### Task set
1. Answer these questions using the North Bend to Vantage post.
(a) What was the official mileage for the event this year?
(b) At what time did the run start on Saturday?
(c) How long was the leg after the South Cle Elum stop?
2. Write the next part of the North Bend to Vantage post, picking up right after its last sentence.

======== Given text

Monday, May 26, 2008

North Bend to Vantage, Or Thereabouts

This weekend I did NB2V, sponsored by Shawn L. and family. NB2V stands for North Bend to Vantage, which is 108 mile jaunt total, on an old railroad grade trail, named the John Wayne Pioneer Trail. Later, it is called the Iron Horse Trail. John Wayne wasn’t a pioneer in any sense that I know. Re-routing was necessary this year, because of avalanche danger on the trail at Snoqualmie Pass. So, the start was moved back, and after 19 or so miles in, participants had to catch a ride over Snoqualmie Pass, to start again at the Fire Station in Easton (start/finish line of the Cascade Crest 100). This made the official mileage for the event 90 miles.
My crew was Kaitlan and Dick, Shawn’s sister and boyfriend. I don’t know if they knew what they were getting into, but they were absolutely terrific. We loaded up the vehicle with a cooler and a few different bags of shoes and clothes. I would meet them at pre-arranged locations—they had their directions, I had mine. The splits varied widely—anywhere from 5 to 19 miles.
The run started at 6:30 AM Saturday morning. I’d say there were about 12 runners, and then some bikers. Maybe 7 or 8 runners were going for the whole distance. Long runners included Arthur, TC, Ray G., Shawn L., Tim L., me, Ryan from Klamath, Jane H—that’s probably it. There were a bunch of bikers, but once gone, they were gone gone. The crews were equal size to the runners, so in total, 25 or so participants, maybe.
It didn’t take long for everyone to spread out. I never saw the fast people after mile 3, but I heard second hand via cell phone reports about their adventures. The first 19 were up through the Snoqualmie Valley—slight upgrade of a trail, usually covered, lots of railroad trestle crossings. I ate a Subway sandwich—cold cut combo--and a potato, with salt.
At McClellan Butte, I caught a ride to Easton with Dick and Kaitlan. Easton was hot. Really hot. I don’t do well with heat. I went with a Seattle sombrero, shades, and a paint can full of sunscreen. I looked like a dork. 11 miles to the next stop. I got killed by the sun, despite my best efforts. Even if you’re not burning, the sun seems to just drain the blood out of the arms, the face, and the stomach gets tight—sun is tough. Next time—popsicles, or otter pops. Ray, Jane’s husband, parked his trailer halfway, which was a saving grace for aid in this leg. It was all I could do to make the next aid station, at South Cle Elum.
I hung out in Cle Elum for 45 minutes, trying decide if I should call it a day at 50k. I was ready to drop, physically and mentally. The next leg was 18.6 miles with no aid, and my left Achilles was feeling awful—a real injury risk. Still, I switched shoes, walked around a bit, chattered with the crews. Finally, I said whatever, filled three bottles, and set off. It’s an ultra running thing.

================
======== Given records

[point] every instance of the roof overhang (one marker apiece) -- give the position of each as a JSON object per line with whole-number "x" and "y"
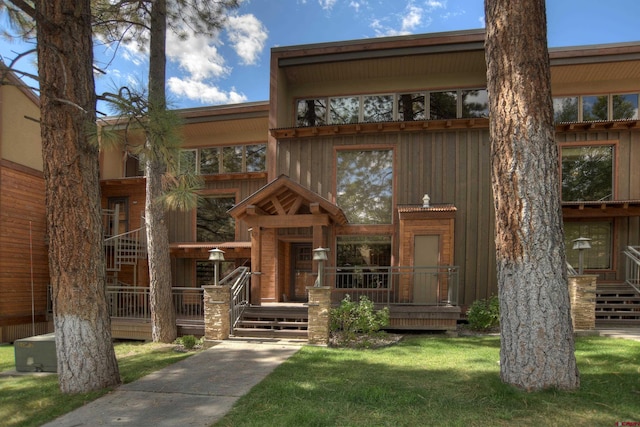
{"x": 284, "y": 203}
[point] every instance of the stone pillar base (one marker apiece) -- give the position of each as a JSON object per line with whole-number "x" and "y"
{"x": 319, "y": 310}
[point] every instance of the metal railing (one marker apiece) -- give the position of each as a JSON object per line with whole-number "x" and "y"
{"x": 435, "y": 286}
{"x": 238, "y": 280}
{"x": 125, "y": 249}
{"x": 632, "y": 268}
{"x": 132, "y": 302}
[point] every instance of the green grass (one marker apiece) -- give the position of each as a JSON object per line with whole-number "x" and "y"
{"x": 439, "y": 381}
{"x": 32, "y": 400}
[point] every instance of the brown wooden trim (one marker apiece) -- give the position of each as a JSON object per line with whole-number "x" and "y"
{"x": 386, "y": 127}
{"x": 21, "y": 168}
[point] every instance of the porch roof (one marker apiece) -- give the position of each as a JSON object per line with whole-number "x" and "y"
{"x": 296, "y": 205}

================

### Final answers
1.
(a) 90 miles.
(b) 6:30 AM.
(c) 18.6 miles.

2.
As it turned out, the next 18 went great. The goal was to make it to Thorp, at a meetplace near the I-90 Thorp fruit stand. Life got easier. The sky clouded up, cooling things off a bit. I shuffled to country. The trail continued to be flat, passing over and by the Yakima River on occasion. There were horses. There were cows. Sage, dandelions, and gravel. Endless gravel. I also had some ranger danger—this friendly ranger drove up, sweeping the trail, and he told me I needed to get off the trail, as the “park” (all 108 miles of it?) closed at dusk. He had Ryan in the front seat—no room for me. I was mentally out of it (48 miles in at this point), and so I told him all about my plans to go to Vantage, and said there was a bunch of us doing the same thing. Duh. Not my brightest moment. He looked at me funny. Still, he let me finish the leg, as long as I'd then cease and desist. Agreed. He drove off.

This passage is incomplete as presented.